### Your objective
Quote the following lines verbatim, every one of them, without any changes.

Extracted data entries:
═══
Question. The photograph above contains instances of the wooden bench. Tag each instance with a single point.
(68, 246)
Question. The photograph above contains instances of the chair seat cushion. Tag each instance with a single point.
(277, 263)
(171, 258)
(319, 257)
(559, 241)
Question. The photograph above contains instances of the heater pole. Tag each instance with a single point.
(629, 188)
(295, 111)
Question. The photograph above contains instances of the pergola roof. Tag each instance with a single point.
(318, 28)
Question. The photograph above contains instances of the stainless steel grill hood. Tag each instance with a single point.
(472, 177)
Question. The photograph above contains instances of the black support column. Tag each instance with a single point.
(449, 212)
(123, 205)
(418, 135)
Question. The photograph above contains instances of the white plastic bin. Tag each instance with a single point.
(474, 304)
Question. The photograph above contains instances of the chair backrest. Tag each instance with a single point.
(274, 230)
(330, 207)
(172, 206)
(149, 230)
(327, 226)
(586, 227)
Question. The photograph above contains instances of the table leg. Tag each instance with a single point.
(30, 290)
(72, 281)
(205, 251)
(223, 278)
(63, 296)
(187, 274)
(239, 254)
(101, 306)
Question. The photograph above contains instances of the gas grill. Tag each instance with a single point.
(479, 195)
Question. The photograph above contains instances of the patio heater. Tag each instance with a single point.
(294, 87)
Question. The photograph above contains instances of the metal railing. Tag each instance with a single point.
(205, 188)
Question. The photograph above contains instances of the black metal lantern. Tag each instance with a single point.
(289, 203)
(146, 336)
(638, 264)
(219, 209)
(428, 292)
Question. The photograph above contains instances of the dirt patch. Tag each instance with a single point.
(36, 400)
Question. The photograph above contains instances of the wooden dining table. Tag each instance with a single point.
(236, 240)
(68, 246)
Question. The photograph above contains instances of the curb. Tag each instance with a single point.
═══
### Completed exercise
Question. The photograph above contains instances of the wooden bench. Tag each instance with a single point.
(68, 246)
Question. The photograph above contains instances of the chair seat cushion. Tag each instance with a single point.
(277, 263)
(171, 258)
(319, 257)
(559, 241)
Question. The photograph above contains instances of the heater pole. Tag each instance with a single point.
(629, 188)
(295, 111)
Question. The photograph above contains instances of the pergola roof. Tag each instance with a single point.
(318, 28)
Question. The photograph above contains instances of the stainless steel grill hood. Tag each instance with a single point.
(472, 177)
Question. The photograph above contains instances of the black support column. Tag each instance with a single point.
(449, 212)
(123, 205)
(418, 135)
Question. The photograph above contains instances of the white plastic bin. Tag each instance with a single point.
(474, 304)
Question. The photograph above contains instances of the chair backrest. Tag each instance with a single point.
(274, 230)
(330, 207)
(172, 206)
(149, 230)
(327, 226)
(586, 227)
Question. The photograph above contains instances of the table leg. Tag each instance with a single point.
(30, 290)
(72, 281)
(205, 251)
(223, 278)
(63, 296)
(187, 274)
(239, 254)
(101, 306)
Question. The photograph above contains instances of the gas grill. Tag each instance with a single point.
(479, 195)
Question. The photograph above contains instances of the patio heater. Tag each instance with a single point.
(294, 87)
Question. The photograph above contains instances of the metal railing. Tag each instance with a single point.
(205, 188)
Question. The photograph above contains instances of the black metal lantern. Tag each instance with a single point.
(289, 203)
(146, 336)
(638, 264)
(219, 209)
(428, 292)
Question. The photograph above contains instances of the dirt patch. Tag each instance with a single point.
(36, 400)
Question. The photograph above contains instances of the wooden dining table. Tag each instance with a single point.
(236, 240)
(68, 246)
Question. The photograph above contains instances of the curb. Tag each instance with a single point.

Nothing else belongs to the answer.